*** Opening of Data provided ***
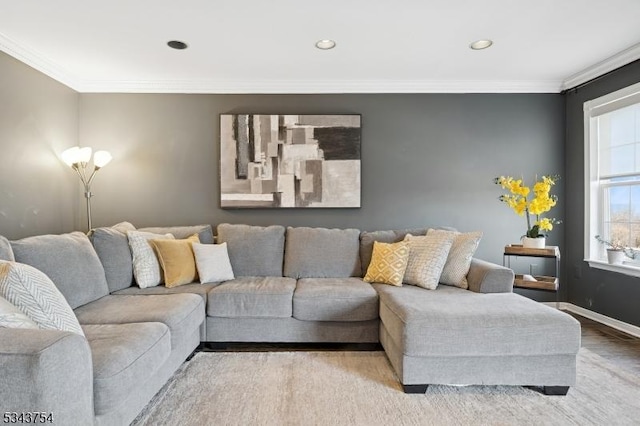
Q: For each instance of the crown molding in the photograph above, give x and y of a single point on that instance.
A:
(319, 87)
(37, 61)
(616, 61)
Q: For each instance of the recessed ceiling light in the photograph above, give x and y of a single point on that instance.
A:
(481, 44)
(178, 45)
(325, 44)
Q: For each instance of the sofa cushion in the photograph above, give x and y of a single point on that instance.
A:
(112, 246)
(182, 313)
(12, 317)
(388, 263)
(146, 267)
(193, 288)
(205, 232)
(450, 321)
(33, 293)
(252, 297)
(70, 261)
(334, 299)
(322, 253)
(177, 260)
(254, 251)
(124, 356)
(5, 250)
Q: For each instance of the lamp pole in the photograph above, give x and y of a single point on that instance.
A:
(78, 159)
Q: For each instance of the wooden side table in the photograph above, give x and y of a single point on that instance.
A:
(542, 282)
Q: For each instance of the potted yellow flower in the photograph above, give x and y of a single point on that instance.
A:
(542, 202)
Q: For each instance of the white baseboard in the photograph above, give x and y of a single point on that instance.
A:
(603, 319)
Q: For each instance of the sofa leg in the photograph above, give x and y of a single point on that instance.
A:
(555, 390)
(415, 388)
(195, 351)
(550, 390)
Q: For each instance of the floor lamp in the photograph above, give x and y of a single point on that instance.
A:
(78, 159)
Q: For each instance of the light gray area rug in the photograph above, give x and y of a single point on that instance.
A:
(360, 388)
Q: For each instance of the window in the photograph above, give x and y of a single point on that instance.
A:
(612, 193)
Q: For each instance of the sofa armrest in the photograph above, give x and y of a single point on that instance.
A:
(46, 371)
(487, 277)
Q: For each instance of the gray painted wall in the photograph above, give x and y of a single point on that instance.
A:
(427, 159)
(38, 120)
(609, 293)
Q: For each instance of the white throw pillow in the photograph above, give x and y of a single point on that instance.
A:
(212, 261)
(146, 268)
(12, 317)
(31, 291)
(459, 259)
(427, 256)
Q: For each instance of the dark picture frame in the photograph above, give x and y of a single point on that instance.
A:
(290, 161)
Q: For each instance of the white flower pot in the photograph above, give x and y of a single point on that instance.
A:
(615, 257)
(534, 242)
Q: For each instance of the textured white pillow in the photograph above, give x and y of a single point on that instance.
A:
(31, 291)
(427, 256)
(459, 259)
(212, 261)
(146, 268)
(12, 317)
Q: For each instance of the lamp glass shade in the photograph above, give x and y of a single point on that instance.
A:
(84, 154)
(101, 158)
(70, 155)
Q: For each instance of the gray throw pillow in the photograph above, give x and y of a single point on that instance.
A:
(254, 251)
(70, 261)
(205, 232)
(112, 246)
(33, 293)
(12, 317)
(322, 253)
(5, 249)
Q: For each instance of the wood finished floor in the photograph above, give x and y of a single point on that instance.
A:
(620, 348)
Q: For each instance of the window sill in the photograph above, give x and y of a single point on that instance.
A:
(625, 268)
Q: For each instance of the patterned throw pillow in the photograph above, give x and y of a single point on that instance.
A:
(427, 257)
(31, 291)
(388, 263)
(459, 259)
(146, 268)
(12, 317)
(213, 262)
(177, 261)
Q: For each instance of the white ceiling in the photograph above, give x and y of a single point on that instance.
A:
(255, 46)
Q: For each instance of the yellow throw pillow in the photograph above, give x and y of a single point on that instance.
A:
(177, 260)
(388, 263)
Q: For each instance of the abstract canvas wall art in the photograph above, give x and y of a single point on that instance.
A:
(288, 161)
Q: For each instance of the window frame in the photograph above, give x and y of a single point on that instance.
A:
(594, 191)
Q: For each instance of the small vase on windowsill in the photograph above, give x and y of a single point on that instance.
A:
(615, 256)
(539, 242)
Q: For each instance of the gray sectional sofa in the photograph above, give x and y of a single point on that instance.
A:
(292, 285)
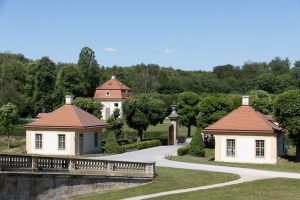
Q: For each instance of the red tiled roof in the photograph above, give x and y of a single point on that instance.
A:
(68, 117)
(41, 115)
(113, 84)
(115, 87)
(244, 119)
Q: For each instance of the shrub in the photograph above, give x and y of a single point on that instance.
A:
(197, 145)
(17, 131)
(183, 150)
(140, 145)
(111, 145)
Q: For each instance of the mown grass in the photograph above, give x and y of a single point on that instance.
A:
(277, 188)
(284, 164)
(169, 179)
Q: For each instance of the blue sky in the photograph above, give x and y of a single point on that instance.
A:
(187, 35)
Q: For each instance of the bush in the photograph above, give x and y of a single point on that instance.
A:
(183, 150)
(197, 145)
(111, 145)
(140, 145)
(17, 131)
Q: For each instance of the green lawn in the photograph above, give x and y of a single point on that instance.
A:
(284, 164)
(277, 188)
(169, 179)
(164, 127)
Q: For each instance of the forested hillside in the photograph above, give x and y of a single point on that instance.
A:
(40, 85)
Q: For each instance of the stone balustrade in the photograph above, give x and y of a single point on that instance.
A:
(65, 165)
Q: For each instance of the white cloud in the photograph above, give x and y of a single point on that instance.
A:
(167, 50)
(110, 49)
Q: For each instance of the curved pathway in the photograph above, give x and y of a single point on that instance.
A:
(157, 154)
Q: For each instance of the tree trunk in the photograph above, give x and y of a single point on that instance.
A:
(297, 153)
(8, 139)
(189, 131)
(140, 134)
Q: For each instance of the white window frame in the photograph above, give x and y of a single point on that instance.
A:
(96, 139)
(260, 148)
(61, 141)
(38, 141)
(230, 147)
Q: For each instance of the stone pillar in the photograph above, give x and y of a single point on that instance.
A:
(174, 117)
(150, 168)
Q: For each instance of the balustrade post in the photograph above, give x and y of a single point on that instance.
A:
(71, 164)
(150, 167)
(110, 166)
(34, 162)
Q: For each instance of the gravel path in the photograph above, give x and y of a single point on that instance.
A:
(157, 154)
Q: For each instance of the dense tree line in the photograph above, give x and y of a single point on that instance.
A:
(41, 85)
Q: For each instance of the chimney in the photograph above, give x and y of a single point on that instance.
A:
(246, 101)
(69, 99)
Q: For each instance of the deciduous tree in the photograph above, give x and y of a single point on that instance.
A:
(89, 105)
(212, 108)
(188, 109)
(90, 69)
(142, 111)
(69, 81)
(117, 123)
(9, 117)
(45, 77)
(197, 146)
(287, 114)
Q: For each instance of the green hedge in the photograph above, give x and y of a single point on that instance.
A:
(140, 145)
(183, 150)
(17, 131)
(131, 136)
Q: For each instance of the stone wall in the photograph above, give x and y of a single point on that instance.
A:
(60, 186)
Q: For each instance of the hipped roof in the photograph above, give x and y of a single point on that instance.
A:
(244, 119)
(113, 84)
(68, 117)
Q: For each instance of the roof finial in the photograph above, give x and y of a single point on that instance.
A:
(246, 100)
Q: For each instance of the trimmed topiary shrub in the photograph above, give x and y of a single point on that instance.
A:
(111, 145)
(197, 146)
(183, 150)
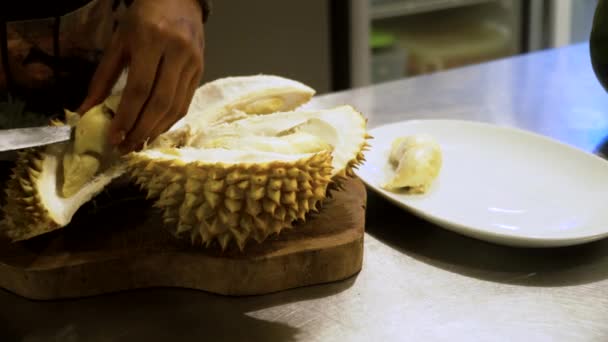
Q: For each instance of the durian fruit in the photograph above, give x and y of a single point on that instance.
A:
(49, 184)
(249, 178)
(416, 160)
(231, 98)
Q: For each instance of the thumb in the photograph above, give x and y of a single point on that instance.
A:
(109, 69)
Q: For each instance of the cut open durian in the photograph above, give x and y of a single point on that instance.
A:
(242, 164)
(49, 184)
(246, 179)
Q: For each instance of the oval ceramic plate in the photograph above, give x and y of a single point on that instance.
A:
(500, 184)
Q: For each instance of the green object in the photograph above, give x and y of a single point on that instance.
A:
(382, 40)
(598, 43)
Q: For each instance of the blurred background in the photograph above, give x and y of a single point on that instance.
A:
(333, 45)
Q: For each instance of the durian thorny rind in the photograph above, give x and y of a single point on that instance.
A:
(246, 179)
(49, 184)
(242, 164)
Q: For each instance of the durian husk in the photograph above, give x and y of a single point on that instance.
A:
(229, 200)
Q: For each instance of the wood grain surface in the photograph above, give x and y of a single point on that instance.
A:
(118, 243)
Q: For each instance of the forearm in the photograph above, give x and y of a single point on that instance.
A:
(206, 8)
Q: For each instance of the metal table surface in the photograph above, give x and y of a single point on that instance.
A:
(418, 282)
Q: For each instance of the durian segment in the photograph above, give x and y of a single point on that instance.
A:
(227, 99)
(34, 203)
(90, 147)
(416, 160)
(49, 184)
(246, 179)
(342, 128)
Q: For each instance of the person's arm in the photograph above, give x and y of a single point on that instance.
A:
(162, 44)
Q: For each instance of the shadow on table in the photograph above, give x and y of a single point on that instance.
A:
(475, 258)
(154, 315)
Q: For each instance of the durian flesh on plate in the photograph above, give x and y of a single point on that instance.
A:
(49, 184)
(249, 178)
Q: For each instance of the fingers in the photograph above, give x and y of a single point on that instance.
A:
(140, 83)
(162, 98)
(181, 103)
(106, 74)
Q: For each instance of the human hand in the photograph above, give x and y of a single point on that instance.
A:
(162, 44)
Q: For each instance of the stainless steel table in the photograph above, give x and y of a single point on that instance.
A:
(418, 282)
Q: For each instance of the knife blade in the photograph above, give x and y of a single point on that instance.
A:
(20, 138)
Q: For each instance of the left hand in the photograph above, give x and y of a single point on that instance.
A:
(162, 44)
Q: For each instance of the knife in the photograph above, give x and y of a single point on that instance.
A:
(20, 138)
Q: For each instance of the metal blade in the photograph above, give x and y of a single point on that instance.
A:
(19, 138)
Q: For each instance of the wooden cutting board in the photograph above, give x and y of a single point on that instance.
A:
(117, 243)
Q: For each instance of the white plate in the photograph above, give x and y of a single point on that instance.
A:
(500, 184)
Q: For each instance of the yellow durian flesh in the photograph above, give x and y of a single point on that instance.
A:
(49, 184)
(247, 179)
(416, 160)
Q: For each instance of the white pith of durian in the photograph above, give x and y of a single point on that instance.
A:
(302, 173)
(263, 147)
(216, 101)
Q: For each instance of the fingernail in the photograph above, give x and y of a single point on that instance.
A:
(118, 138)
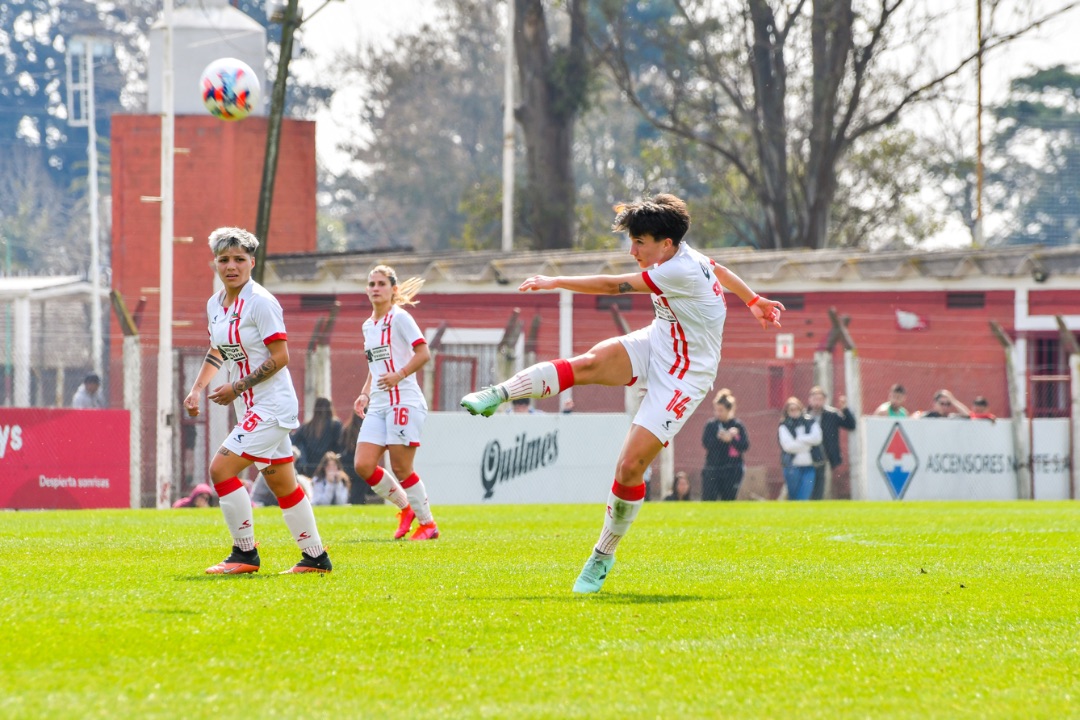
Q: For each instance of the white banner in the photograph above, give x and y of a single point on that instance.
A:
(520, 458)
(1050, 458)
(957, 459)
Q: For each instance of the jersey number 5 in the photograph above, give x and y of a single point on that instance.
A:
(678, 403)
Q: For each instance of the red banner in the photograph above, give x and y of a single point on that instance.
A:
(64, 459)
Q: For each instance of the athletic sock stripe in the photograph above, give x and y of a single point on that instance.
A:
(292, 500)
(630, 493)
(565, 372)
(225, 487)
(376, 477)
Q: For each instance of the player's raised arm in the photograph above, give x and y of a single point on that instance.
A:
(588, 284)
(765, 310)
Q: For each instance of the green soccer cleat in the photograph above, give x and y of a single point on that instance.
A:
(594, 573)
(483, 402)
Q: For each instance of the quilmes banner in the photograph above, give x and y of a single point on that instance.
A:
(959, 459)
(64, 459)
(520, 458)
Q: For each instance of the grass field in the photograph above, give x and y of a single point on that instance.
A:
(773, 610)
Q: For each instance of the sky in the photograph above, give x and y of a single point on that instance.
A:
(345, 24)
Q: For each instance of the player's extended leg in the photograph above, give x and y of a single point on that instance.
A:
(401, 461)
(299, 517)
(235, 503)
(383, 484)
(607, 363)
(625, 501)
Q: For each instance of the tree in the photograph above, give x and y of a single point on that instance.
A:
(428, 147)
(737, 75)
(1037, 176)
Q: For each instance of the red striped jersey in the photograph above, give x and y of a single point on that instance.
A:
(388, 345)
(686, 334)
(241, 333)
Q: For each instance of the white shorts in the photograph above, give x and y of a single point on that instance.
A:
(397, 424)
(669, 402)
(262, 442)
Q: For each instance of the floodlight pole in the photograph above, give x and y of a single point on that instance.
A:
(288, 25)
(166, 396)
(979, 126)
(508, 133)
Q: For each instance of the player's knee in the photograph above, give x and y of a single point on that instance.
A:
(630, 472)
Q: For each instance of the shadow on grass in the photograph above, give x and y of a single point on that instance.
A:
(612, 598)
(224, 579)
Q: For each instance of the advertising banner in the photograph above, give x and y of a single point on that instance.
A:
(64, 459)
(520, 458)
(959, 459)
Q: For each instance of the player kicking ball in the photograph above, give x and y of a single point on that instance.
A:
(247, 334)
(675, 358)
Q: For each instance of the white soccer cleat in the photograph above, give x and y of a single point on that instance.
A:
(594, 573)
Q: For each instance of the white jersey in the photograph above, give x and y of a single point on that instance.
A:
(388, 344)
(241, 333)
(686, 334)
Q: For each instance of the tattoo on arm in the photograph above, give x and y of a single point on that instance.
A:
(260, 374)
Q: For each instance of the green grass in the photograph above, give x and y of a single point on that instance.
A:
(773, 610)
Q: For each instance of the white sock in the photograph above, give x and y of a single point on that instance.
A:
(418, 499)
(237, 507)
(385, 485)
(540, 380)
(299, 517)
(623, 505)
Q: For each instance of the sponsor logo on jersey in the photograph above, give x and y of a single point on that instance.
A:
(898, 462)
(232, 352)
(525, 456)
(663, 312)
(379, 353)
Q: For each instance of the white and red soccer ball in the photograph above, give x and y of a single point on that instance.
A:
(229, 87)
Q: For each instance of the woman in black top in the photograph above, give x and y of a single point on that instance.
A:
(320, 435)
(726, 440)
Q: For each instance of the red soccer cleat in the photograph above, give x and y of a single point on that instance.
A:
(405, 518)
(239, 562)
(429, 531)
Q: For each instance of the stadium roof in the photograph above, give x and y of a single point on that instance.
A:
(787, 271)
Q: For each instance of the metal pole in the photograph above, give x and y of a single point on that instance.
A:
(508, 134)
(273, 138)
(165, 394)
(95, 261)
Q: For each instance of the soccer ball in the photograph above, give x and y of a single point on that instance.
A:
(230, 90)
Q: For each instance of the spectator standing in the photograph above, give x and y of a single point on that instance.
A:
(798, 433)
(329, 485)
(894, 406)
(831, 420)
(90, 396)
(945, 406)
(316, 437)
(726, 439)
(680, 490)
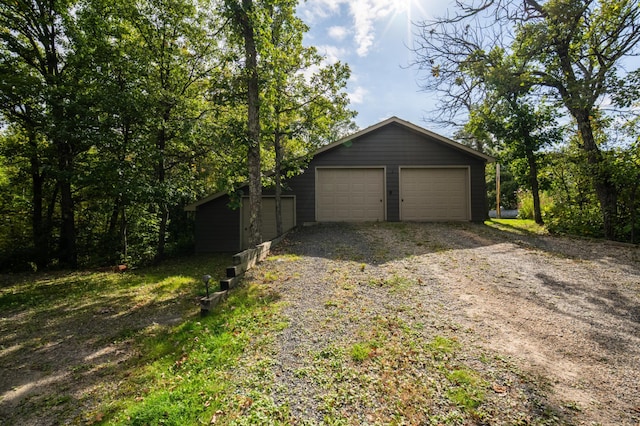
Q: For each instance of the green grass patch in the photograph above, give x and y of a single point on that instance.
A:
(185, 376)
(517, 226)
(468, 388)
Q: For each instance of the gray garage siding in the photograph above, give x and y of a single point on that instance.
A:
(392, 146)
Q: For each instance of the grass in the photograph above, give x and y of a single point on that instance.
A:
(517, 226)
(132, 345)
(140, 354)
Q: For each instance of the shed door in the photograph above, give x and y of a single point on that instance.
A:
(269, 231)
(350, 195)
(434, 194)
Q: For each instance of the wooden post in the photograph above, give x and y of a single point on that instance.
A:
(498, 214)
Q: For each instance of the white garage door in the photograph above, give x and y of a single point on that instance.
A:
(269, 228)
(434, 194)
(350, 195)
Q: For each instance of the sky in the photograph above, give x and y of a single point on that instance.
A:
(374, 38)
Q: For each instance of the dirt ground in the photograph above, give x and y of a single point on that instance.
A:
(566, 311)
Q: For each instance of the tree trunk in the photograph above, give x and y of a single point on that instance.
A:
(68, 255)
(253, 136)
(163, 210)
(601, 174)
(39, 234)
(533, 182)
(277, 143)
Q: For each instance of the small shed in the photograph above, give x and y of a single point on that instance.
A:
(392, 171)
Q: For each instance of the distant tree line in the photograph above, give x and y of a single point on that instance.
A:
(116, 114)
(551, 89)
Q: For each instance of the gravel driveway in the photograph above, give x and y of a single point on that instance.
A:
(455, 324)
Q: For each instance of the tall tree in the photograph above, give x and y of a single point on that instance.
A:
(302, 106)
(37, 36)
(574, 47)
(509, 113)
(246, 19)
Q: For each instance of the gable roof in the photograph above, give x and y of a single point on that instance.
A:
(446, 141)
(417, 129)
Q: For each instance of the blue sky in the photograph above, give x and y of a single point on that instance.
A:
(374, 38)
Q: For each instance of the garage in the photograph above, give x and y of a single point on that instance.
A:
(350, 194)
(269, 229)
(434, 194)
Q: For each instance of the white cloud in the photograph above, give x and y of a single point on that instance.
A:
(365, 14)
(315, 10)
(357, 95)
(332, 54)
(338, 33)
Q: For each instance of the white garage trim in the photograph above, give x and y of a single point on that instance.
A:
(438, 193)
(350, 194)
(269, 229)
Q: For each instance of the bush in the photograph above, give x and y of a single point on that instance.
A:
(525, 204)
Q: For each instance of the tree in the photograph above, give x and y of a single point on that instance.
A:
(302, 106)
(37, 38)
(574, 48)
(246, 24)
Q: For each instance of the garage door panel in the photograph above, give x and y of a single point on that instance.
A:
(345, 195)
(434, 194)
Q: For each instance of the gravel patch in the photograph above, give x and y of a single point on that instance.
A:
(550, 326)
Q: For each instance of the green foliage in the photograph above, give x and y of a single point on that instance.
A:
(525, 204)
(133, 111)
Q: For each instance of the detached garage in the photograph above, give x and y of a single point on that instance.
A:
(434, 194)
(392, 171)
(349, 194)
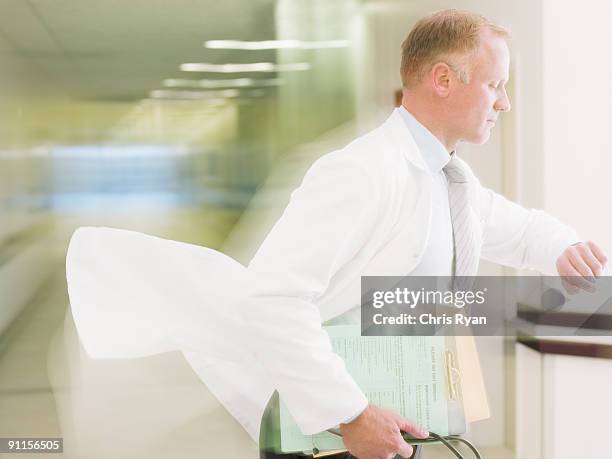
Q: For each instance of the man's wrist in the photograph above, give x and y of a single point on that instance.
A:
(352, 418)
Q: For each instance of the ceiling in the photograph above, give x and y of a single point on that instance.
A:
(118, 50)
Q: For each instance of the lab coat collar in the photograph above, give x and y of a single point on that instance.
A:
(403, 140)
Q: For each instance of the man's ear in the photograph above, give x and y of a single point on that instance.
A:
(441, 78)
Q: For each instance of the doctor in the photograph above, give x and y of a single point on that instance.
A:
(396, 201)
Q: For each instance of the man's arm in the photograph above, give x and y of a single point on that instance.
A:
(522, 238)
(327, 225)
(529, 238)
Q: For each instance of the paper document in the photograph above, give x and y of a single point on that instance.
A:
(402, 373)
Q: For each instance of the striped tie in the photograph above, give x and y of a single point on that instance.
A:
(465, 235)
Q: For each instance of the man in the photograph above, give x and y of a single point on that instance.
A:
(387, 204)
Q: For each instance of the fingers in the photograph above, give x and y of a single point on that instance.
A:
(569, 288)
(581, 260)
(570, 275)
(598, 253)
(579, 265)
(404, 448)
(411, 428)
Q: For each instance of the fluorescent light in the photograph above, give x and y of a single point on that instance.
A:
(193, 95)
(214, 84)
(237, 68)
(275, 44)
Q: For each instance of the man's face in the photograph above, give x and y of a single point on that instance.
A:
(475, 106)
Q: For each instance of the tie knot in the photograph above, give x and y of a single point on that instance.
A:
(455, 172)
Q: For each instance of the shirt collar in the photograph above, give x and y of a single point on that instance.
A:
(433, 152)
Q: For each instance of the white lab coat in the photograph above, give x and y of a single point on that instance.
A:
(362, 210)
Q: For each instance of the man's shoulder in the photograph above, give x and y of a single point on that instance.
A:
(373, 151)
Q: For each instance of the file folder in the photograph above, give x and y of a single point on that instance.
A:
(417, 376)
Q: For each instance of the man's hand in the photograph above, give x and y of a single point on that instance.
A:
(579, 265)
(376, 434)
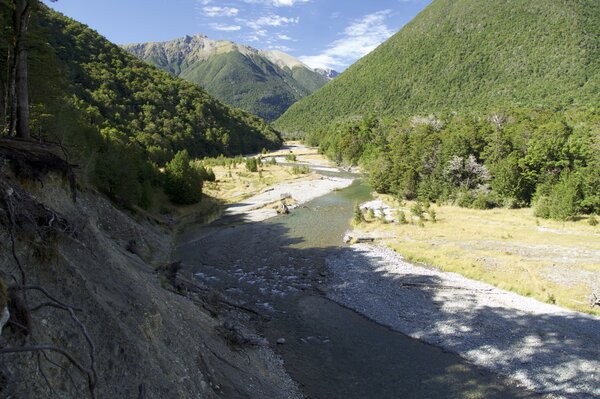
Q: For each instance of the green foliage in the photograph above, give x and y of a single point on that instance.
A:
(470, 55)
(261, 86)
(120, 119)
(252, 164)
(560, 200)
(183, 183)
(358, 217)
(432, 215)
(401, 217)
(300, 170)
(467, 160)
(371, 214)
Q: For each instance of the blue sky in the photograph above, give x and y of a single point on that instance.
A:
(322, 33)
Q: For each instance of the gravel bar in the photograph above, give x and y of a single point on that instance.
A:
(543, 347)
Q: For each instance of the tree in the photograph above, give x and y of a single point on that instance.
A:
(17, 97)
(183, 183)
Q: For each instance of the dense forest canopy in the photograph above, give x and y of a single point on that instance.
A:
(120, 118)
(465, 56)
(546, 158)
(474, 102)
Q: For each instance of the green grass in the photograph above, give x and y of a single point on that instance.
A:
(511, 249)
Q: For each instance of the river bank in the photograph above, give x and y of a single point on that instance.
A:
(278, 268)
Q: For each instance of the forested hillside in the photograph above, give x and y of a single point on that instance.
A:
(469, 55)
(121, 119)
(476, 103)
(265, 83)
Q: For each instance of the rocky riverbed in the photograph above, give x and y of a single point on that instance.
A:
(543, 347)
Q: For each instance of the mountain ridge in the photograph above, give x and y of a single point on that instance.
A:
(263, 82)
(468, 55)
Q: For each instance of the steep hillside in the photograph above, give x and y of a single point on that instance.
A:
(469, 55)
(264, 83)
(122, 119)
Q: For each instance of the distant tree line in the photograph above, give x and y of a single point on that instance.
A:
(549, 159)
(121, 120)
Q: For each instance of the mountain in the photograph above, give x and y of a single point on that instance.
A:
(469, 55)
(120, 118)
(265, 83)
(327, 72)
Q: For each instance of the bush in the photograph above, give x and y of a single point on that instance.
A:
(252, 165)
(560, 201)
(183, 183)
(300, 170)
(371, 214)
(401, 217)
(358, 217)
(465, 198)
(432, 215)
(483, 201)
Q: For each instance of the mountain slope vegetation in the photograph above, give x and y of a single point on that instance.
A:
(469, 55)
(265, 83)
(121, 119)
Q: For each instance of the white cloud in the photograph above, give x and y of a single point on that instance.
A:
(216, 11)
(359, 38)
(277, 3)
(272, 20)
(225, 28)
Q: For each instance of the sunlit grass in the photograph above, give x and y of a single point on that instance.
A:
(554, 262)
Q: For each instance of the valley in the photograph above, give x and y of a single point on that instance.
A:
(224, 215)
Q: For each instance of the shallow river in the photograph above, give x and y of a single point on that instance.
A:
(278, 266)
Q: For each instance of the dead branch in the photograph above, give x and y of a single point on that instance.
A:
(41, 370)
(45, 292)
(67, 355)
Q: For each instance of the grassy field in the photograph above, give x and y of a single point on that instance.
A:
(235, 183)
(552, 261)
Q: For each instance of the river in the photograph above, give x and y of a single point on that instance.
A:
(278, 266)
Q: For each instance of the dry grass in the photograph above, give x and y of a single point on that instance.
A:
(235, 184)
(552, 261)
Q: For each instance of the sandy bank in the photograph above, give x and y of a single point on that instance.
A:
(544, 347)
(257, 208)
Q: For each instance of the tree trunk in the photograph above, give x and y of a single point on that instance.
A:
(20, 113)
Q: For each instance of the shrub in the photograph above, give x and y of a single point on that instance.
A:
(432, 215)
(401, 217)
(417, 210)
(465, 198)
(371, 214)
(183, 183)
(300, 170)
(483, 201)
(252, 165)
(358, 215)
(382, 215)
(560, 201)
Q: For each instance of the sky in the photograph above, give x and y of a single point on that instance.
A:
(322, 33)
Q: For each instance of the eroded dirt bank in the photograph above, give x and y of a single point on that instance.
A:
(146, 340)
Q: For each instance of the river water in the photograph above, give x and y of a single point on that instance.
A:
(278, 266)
*** Close of Data provided ***
→ Problem description: For the records given here, say how many lines hold the string "lamp", with no further words.

→ Response to the task: 3